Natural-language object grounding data
· · · ·

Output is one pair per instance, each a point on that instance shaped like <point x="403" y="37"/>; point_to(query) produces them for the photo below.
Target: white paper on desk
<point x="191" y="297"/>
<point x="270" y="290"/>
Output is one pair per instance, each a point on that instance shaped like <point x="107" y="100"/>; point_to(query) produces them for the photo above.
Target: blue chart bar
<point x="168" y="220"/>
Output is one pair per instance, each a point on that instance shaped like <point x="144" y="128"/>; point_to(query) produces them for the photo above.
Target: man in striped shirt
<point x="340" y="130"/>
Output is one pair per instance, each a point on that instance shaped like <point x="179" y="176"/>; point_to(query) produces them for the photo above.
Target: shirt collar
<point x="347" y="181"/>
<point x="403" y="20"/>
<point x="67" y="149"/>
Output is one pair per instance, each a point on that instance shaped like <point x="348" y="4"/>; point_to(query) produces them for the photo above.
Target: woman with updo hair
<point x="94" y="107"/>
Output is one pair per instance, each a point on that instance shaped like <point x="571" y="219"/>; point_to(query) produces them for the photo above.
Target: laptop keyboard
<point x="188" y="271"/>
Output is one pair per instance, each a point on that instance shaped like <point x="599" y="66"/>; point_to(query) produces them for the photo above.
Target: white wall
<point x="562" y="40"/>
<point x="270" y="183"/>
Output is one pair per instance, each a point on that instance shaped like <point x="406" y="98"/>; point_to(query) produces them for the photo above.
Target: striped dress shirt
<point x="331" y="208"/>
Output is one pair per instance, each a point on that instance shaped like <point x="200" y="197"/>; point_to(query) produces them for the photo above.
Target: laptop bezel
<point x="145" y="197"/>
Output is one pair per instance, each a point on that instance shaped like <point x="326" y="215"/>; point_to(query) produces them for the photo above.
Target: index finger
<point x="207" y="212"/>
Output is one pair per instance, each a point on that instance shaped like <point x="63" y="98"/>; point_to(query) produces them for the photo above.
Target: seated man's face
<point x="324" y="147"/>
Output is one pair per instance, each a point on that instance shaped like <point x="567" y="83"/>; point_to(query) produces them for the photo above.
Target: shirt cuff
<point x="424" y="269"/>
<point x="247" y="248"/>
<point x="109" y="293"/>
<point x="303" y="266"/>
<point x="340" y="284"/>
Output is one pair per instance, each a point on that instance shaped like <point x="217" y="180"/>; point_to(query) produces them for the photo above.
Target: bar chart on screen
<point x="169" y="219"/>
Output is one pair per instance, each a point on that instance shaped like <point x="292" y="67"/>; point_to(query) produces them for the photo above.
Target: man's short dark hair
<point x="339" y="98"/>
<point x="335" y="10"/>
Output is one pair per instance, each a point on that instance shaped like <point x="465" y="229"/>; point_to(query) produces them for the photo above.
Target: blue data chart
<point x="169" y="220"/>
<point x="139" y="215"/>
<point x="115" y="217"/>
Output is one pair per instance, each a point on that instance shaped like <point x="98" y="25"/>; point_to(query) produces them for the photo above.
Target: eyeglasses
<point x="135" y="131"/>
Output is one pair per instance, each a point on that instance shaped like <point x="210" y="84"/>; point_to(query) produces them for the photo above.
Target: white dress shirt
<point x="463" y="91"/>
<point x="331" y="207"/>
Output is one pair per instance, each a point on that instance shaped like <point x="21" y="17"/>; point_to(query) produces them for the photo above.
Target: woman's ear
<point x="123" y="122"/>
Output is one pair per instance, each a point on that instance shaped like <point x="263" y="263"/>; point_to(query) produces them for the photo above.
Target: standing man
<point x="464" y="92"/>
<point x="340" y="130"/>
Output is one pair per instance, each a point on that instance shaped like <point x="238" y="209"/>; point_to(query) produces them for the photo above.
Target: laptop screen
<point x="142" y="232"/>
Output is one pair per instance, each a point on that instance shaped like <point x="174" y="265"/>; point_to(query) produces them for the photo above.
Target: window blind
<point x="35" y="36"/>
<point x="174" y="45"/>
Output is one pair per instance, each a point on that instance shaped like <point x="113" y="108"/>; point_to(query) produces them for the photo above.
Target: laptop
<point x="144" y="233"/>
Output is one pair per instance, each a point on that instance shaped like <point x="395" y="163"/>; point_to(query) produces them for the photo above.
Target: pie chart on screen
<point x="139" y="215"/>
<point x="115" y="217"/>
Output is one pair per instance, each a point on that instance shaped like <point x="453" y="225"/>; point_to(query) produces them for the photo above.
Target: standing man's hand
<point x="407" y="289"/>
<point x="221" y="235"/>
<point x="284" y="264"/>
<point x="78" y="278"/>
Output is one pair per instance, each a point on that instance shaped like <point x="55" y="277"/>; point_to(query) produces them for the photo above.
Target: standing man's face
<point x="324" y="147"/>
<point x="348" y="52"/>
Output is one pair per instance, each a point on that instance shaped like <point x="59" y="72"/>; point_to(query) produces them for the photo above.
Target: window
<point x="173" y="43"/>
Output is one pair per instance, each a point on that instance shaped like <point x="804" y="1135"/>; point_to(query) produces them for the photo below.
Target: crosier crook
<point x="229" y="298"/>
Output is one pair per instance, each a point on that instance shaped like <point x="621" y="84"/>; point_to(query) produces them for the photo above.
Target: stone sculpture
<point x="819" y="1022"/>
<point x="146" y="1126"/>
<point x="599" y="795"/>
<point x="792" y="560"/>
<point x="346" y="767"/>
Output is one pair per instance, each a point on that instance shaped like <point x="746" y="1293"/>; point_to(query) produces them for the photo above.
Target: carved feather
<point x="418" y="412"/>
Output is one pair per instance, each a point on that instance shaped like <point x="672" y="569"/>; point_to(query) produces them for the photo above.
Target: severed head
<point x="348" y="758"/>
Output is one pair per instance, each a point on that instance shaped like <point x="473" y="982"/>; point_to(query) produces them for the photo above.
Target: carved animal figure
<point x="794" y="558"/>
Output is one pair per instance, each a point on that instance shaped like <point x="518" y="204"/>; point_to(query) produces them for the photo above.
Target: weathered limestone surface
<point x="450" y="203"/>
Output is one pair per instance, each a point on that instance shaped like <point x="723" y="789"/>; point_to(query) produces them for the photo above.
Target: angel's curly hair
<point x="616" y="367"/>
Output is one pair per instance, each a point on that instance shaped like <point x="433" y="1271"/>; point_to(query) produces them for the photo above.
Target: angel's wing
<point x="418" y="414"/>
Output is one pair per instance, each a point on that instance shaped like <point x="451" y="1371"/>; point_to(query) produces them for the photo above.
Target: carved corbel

· · · ·

● WORK ITEM: Each record must be returned in full and exactly.

● ANSWER TO THE EXERCISE:
Output is one pair per instance, each a point on that instance shaped like <point x="403" y="37"/>; point_to(query) produces them for the photo below.
Target: white paper on desk
<point x="191" y="297"/>
<point x="270" y="290"/>
Output is one pair per instance, each a point on that instance shaped like <point x="107" y="100"/>; point_to(query) produces them for the photo above.
Target: blue chart bar
<point x="168" y="220"/>
Output is one pair per instance, each a point on that instance shaped like <point x="144" y="128"/>; point_to(query) produces them for the photo above.
Target: man in striped shirt
<point x="340" y="130"/>
Output is one pair per instance, each a point on that instance shaped like <point x="179" y="176"/>; point_to(query) produces them for the photo above.
Target: shirt collar
<point x="347" y="181"/>
<point x="403" y="20"/>
<point x="67" y="149"/>
Output is one pair per instance, each a point on that instance shaped like <point x="348" y="4"/>; point_to(query) produces them for the photo above.
Target: woman with updo hair
<point x="94" y="107"/>
Output is one pair per instance, each a point on that instance shaped like <point x="571" y="219"/>; point_to(query) produces them for the photo above.
Target: laptop keyboard
<point x="188" y="271"/>
Output is one pair per instance, each a point on that instance shaped like <point x="599" y="66"/>; point_to(query) produces them for the photo above.
Target: white wall
<point x="562" y="40"/>
<point x="270" y="183"/>
Output is one pair per instance, each a point on that instance shaped like <point x="406" y="98"/>; point_to(query) produces them for the photo above.
Target: striped dress shirt
<point x="331" y="208"/>
Output is one pair per instance, each a point on that instance shaped like <point x="200" y="197"/>; point_to(query) produces them for the photo above.
Target: laptop bezel
<point x="145" y="197"/>
Output is one pair per instance, each a point on that instance shaped like <point x="326" y="215"/>; point_to(query) produces them for the photo above.
Target: index finger
<point x="207" y="212"/>
Output is one pair per instance, each a point on that instance shaped like <point x="63" y="98"/>; point_to(query) produces them for the photo above.
Target: seated man's face
<point x="324" y="147"/>
Output is one pair per instance, each a point on that instance shaped like <point x="567" y="83"/>; point_to(query) produces them for the photo above.
Target: shirt cuff
<point x="424" y="269"/>
<point x="247" y="248"/>
<point x="109" y="293"/>
<point x="303" y="266"/>
<point x="340" y="284"/>
Output is one pair per instance, each a point on that instance shaped like <point x="217" y="180"/>; point_to(query) produces them for the photo above.
Target: bar chart on screen
<point x="169" y="219"/>
Output is one pair per instance, each a point on that instance shaped like <point x="292" y="67"/>; point_to(query) produces them for the photo above.
Target: man's short dark hair
<point x="339" y="98"/>
<point x="335" y="10"/>
Output is one pair per instance, each a point on that instance shaped like <point x="465" y="229"/>; point_to(query) produces them for the photo above.
Target: blue data chart
<point x="169" y="220"/>
<point x="139" y="215"/>
<point x="115" y="217"/>
Output is one pair per instance, each a point on that instance shaped like <point x="98" y="25"/>; point_to(query) produces them for the photo above.
Target: eyeglasses
<point x="135" y="131"/>
Output is one pair per instance, each a point on that instance shaped like <point x="210" y="84"/>; point_to(query) produces them for the photo above.
Target: white dress shirt
<point x="463" y="91"/>
<point x="331" y="207"/>
Output is one pair per instance, each a point on that instance shaped like <point x="21" y="17"/>; point_to(query) produces them for the photo above.
Target: woman's ear
<point x="123" y="122"/>
Output is one pair per instance, each a point on that instance shaped like <point x="263" y="263"/>; point_to(query) produces them for the photo above.
Target: standing man
<point x="464" y="92"/>
<point x="340" y="130"/>
Output is one pair per instance, each a point on that instance shaped like <point x="238" y="209"/>; point_to(query) produces them for the photo above.
Target: laptop screen
<point x="142" y="232"/>
Output is one pair per instance, each a point on that instance shaped like <point x="174" y="265"/>; point_to(query) produces them for the photo above.
Target: window blind
<point x="35" y="36"/>
<point x="174" y="45"/>
Output is one pair per instance, each a point on that instance shaped like <point x="113" y="108"/>; point_to(query) produces them for the photo above.
Target: laptop
<point x="144" y="233"/>
Output is one pair per instance, each a point on that instance shaped like <point x="395" y="163"/>; point_to(query) produces them for the photo above.
Target: pie chart on screen
<point x="139" y="215"/>
<point x="115" y="217"/>
Output is one pair per instance, each a point on that instance shaped like <point x="453" y="225"/>; point_to(query) produces them for the photo above.
Target: standing man's hand
<point x="407" y="289"/>
<point x="221" y="235"/>
<point x="284" y="264"/>
<point x="78" y="278"/>
Output is one pair per instance, each a point on that instance shaped like <point x="55" y="277"/>; point_to(query) produces them for the photo above.
Target: standing man's face
<point x="324" y="147"/>
<point x="348" y="52"/>
Output is one pair per instance, each a point on that instance shaped like <point x="59" y="72"/>; point_to(query) produces them for the photo above.
Target: window
<point x="173" y="43"/>
Output is one pair per instance, each a point on that instance shaped like <point x="804" y="1135"/>; point_to(query) produces them for the photo below.
Target: crosier crook
<point x="229" y="298"/>
Output is one pair per instance, each a point on that instance shaped like <point x="621" y="84"/>; point_to(query) produces them for the photo above.
Target: stone sculpture
<point x="819" y="1022"/>
<point x="146" y="1126"/>
<point x="599" y="795"/>
<point x="792" y="560"/>
<point x="346" y="767"/>
Output is one pair per instance, each a point on that instance shaped like <point x="746" y="1293"/>; point_to(query) produces them for the photo above.
Target: carved feather
<point x="418" y="412"/>
Output is one pair per instance, each a point on that instance shaped like <point x="672" y="569"/>; point_to(query) produces them for the photo above.
Target: severed head
<point x="348" y="758"/>
Output is one pair per instance, each a point on that instance shaped like <point x="473" y="982"/>; point_to(query) produces them for the photo above.
Target: carved animal figure
<point x="794" y="558"/>
Output is one pair per instance, each a point on that instance shaped like <point x="518" y="204"/>; point_to(query) produces them for the photo above.
Target: weathered limestone surface
<point x="450" y="203"/>
Output is one pair per instance, each a point on that instance shaped like <point x="723" y="789"/>; point_to(query) produces them for the photo above.
Target: angel's curly hair
<point x="616" y="367"/>
Output is one pair per instance, each a point on that instance shaped like <point x="433" y="1271"/>; point_to(query) produces them for the photo above.
Target: angel's wing
<point x="418" y="414"/>
Output is one pair per instance, each a point on that instance shaped like <point x="451" y="1371"/>; point_to(query) produces them for the photo above.
Target: carved corbel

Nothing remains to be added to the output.